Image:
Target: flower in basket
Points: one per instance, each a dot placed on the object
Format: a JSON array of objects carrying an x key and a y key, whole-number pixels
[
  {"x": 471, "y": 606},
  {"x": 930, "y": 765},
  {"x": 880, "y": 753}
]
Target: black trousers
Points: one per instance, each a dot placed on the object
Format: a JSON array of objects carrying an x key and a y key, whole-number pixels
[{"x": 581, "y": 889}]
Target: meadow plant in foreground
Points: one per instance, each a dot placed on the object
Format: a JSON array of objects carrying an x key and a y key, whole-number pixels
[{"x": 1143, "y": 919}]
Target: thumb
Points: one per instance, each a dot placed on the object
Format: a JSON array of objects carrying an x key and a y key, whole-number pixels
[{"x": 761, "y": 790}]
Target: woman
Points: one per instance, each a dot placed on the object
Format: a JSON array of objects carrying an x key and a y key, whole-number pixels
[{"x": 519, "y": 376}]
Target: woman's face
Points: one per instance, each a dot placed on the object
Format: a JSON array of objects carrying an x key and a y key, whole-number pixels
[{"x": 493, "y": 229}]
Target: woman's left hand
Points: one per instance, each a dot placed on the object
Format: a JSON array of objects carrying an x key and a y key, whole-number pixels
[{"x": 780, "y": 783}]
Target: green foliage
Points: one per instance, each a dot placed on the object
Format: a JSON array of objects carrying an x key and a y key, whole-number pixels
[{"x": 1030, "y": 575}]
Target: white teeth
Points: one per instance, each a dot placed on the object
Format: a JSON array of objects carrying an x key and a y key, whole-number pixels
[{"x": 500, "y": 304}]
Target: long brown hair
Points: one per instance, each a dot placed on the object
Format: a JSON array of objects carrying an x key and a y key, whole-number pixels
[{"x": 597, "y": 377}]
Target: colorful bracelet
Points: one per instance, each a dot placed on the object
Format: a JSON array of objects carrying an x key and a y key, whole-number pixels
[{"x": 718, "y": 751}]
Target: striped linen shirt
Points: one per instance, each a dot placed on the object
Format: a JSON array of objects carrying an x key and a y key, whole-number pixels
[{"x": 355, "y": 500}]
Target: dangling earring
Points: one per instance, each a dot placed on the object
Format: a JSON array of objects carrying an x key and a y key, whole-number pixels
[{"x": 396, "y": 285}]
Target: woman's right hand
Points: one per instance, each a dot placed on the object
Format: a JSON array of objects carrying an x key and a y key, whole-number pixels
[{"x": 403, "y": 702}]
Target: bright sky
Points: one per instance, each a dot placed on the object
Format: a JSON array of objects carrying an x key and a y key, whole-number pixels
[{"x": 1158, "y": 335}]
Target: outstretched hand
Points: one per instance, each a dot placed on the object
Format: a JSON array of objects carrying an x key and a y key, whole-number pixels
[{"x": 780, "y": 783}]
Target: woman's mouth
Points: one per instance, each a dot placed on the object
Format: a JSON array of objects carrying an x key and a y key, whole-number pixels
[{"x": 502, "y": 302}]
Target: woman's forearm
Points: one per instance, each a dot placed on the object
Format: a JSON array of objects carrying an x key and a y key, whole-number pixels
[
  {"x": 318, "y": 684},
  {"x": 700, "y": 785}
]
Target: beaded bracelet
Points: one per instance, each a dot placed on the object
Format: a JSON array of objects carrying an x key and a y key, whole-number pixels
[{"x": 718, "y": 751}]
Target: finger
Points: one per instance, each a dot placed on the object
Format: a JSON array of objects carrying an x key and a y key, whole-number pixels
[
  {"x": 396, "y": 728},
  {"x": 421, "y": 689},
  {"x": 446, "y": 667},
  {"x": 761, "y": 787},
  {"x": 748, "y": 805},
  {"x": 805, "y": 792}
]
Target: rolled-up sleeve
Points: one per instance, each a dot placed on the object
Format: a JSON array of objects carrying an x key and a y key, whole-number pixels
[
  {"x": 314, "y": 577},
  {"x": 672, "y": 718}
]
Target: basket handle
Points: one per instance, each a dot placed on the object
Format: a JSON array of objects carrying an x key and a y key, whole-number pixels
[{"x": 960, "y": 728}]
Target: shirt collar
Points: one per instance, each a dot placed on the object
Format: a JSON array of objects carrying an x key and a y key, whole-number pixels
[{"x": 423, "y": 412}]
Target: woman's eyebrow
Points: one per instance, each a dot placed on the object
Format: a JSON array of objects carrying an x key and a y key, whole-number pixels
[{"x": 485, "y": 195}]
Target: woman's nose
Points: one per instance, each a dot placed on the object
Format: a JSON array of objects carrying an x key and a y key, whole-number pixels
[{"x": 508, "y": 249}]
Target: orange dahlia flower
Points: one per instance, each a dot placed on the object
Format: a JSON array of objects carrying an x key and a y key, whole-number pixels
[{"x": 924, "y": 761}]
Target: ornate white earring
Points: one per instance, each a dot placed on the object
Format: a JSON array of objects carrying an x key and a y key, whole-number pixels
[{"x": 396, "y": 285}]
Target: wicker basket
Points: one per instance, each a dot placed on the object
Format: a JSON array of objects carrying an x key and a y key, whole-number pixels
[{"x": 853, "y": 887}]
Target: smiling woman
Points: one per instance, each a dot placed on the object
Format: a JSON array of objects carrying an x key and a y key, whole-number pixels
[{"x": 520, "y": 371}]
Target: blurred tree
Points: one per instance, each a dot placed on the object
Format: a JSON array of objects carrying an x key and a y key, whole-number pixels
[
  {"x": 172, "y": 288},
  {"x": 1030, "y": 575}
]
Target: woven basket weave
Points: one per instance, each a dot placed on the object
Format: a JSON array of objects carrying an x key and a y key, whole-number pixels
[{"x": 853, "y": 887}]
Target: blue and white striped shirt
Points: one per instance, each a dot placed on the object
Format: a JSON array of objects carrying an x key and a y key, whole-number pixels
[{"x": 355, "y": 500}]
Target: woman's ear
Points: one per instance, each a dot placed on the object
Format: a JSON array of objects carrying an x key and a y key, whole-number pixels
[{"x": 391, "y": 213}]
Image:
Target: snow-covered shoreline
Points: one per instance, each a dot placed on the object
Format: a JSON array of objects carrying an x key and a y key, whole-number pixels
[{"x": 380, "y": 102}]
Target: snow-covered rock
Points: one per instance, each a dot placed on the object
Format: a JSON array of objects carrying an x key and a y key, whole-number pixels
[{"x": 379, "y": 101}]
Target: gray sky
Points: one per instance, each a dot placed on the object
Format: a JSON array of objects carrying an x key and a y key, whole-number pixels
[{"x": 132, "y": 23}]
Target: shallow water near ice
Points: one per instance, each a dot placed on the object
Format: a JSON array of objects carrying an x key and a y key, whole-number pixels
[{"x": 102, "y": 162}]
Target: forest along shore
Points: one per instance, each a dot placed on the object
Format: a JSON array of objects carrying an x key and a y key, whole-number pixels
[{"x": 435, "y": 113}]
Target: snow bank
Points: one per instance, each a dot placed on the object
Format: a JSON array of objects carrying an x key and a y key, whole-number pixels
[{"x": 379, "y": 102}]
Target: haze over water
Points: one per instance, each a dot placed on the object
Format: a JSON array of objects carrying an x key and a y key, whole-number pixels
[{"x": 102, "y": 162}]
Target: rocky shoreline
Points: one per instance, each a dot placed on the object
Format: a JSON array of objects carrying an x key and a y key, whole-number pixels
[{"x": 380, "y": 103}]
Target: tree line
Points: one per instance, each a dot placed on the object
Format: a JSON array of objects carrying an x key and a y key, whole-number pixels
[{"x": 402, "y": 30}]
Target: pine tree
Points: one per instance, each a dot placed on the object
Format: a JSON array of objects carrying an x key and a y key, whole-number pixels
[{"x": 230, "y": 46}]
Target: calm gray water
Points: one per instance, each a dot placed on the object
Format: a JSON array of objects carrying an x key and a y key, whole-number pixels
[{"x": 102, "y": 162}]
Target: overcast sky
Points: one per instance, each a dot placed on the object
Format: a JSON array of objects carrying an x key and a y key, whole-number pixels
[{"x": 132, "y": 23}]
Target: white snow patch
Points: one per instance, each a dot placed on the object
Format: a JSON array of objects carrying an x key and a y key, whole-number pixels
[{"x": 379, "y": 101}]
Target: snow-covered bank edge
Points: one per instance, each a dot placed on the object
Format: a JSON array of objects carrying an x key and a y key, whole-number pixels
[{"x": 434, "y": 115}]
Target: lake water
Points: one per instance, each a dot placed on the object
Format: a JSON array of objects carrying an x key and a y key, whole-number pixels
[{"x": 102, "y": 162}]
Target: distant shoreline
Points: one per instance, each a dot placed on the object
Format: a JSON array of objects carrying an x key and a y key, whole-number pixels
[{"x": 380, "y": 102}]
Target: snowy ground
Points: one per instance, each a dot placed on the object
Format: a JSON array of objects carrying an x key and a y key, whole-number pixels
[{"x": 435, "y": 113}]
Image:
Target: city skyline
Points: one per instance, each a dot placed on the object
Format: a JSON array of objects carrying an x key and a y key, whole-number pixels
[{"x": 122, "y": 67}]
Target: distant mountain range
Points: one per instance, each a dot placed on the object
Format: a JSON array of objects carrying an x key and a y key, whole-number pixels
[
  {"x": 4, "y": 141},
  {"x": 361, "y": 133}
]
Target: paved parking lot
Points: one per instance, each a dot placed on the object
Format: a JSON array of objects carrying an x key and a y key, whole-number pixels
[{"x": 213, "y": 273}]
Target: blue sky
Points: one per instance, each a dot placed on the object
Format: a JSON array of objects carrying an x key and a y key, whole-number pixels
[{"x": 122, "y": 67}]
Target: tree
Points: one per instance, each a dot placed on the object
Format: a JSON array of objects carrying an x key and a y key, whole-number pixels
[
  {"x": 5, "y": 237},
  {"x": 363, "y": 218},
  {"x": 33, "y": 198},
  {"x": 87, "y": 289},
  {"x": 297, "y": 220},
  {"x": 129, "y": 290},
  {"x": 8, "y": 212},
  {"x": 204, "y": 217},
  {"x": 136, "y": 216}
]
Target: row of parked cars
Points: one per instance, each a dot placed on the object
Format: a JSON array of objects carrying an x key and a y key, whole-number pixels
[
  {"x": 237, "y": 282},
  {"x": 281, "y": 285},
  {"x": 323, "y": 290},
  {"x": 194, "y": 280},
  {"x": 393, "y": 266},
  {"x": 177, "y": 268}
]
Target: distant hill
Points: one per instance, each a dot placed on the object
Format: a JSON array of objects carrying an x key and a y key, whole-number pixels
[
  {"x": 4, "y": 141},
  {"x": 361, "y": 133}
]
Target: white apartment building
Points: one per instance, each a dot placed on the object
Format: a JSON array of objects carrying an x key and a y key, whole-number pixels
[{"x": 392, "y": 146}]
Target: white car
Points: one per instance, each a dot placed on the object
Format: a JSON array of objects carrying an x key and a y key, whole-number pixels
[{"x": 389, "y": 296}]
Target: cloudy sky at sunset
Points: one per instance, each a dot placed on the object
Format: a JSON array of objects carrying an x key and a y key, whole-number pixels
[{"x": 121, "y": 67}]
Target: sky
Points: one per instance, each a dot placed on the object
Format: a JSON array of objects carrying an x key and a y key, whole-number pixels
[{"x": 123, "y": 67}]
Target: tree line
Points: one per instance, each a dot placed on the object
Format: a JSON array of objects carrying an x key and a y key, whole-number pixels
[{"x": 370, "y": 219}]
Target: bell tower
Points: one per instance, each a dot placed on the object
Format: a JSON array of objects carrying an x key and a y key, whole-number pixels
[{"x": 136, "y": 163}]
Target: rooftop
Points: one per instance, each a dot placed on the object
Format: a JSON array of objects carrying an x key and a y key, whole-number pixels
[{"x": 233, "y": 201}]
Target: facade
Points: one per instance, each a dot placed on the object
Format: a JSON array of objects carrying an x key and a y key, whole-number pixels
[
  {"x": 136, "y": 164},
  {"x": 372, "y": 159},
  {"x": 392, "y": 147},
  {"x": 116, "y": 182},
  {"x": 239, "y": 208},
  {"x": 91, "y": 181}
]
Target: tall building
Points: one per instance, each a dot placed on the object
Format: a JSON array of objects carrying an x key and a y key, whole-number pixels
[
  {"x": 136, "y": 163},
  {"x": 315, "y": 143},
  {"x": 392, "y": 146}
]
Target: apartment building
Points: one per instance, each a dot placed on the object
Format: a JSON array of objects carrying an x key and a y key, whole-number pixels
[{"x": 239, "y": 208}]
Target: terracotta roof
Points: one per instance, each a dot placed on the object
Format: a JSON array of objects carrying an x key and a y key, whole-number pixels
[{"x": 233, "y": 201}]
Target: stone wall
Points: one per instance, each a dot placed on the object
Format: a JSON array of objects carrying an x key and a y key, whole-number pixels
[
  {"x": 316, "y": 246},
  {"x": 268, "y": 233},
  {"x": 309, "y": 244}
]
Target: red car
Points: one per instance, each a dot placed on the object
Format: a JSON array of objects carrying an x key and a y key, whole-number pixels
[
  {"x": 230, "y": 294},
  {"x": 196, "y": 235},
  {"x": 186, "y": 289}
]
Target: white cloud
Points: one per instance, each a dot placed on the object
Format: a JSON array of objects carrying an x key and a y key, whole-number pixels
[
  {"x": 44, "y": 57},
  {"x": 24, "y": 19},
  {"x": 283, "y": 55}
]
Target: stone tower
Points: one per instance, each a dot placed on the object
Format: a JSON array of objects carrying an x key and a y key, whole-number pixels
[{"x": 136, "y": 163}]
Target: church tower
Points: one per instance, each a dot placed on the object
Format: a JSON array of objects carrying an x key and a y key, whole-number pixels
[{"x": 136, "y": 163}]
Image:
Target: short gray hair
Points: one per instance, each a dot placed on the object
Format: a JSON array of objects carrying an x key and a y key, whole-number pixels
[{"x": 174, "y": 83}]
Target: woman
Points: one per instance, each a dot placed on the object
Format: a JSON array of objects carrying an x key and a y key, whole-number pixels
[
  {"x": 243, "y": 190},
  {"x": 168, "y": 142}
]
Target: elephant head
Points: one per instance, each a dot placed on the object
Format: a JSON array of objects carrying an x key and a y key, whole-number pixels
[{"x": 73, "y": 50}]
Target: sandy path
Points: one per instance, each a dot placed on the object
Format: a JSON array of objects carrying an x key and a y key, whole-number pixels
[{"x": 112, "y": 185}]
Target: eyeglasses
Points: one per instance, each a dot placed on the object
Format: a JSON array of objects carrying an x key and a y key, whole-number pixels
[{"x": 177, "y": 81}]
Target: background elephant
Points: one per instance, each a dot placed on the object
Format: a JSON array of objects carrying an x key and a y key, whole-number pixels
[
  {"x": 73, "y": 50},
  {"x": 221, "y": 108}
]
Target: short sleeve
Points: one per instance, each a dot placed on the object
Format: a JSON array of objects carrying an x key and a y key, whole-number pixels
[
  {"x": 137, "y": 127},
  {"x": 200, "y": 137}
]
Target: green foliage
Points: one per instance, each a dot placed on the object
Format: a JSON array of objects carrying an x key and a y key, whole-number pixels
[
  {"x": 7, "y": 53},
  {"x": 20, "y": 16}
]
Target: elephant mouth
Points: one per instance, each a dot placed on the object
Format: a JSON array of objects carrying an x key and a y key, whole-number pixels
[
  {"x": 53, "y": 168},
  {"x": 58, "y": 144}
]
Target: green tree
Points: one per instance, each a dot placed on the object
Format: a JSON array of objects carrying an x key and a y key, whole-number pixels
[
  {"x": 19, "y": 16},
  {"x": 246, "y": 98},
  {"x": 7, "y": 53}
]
# # # #
* [EXERCISE GOAL]: In the entries above, take the line containing "Target: sandy path" and each later line through the last, and repeat them exactly. Output nothing else.

* [EXERCISE SOLUTION]:
Target: sandy path
Points: one per instance, each a dot placed on the object
Format: a JSON array of objects carrying an x key and a y key, whole-number pixels
[{"x": 112, "y": 185}]
Target: eyeglasses
Points: one per instance, each a dot placed on the object
Format: a JSON array of objects carrying an x key and a y key, whole-number pixels
[{"x": 177, "y": 81}]
Target: background elephant
Points: one per instance, each a dot placed on the object
Format: a JSON array of objects carrying an x key and a y key, whole-number pixels
[
  {"x": 73, "y": 50},
  {"x": 221, "y": 108}
]
Target: short sleeve
Points: one per instance, each a dot placed on the object
Format: a JSON array of objects carrying an x key and a y key, whole-number pixels
[
  {"x": 137, "y": 127},
  {"x": 200, "y": 137}
]
Target: green foliage
Points: one per instance, each a dot placed on the object
Format: a JSON array of objects carrying an x key and a y key, whole-number pixels
[
  {"x": 7, "y": 53},
  {"x": 20, "y": 16}
]
Target: elephant mouth
Points: one per instance, each a dot placed on the object
Format: a JSON array of objects carrying an x key and a y key, whole-number pixels
[
  {"x": 53, "y": 168},
  {"x": 58, "y": 144}
]
Target: green tree
Points: one per instance, each a dot placed on the object
Format: a JSON array of objects carrying an x key and a y key, whole-number pixels
[
  {"x": 19, "y": 16},
  {"x": 246, "y": 98},
  {"x": 7, "y": 53}
]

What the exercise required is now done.